Это в Древнем Риме, когда гремели пушки, музы молчали. В Донбассе пушки и музы гремят хором. Поэтому, когда 11 ноября прошлого года на кухне заместителя министра обороны ДНР, писателя-фантаста и автора популярной серии о попаданцах Федора Березина был создан Союз писателей ДНР, добраться до учредительного собрания смог лишь поэт Владимир Русанов, пять остальных членов союза застряли в дороге под артобстрелом. В ноябре писателей было семеро. Сейчас пишет каждый пятый ополченец.
В сборник «Час мужества» вошли стихи 33 поэтов ДНР. Профессиональных или гражданских — не важно. В Союз писателей записывают всех, не делая из писательского мастерства проблемы. Главное, как сказала мне бывшая и.о. замминистра информации ДНР (и тоже поэт) Марина Бережнева, «не допустить изучения в школах Пушкина в украинском переводе».
То, чего так боятся служители муз ДНР, выглядит следующим образом:
«Мій дядько чесний без догани,
Коли не жартом занеміг,
Небожа змусив до пошани
І краще вигадать не міг.
Воно й для інших приклад гожий;
Але яка нудота, боже,
При хворім день і ніч сидіть,
Не покидаючи й на мить!»
Теперь вместо глупейшего «мій дядько» настал черед настоящей поэзии:
«Но, коль свинцовый дождь к земле прижмет,
Поэт, не унижаясь до плаката,
Тихонько скажет: «Вашу мать, ребята…»

**НАБОР ЗАДАНИЙ**
• A. Установите, соответствуют ли фрагменту утверждения: (i) Союз писателей ДНР был создан 11 ноября на кухне Федора Березина; (ii) до учредительного собрания добрались все члены союза; (iii) в сборник «Час мужества» вошли стихи 33 поэтов ДНР. Ответ на каждое дайте словами «да» или «нет» и подкрепите точной цитатой из фрагмента.
• B. Сколько писателей насчитывалось в ноябре, согласно фрагменту?
Для выполнения используйте исключительно предоставленный фрагмент.

**ПРЕДСТАВЛЕННЫЙ МАТЕРИАЛ**
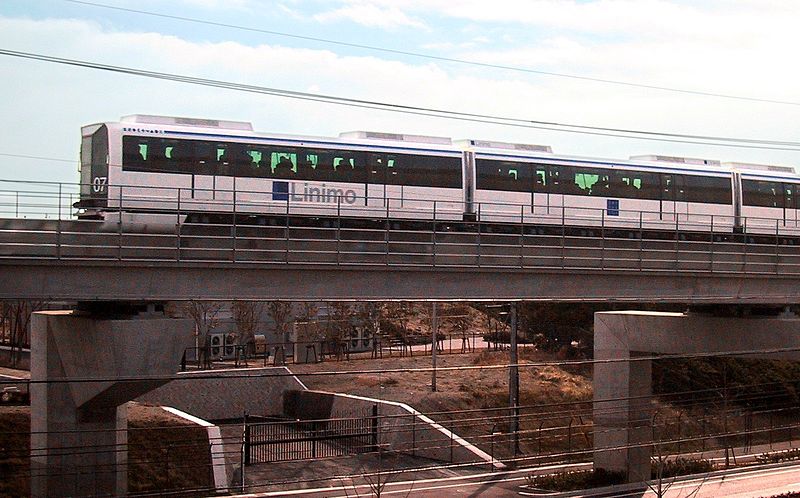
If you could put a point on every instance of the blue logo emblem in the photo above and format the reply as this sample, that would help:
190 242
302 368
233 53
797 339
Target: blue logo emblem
* * *
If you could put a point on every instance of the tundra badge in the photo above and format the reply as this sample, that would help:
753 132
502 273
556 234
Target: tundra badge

**РЕШЕНИЯ ПО ЗАДАНИЯМ**
• A.
(i) Да: «11 ноября прошлого года на кухне заместителя министра обороны ДНР, писателя-фантаста и автора популярной серии о попаданцах Федора Березина был создан Союз писателей ДНР».
(ii) Нет: «добраться до учредительного собрания смог лишь поэт Владимир Русанов, пять остальных членов союза застряли в дороге под артобстрелом».
(iii) Да: «В сборник «Час мужества» вошли стихи 33 поэтов ДНР».

• B. Семеро.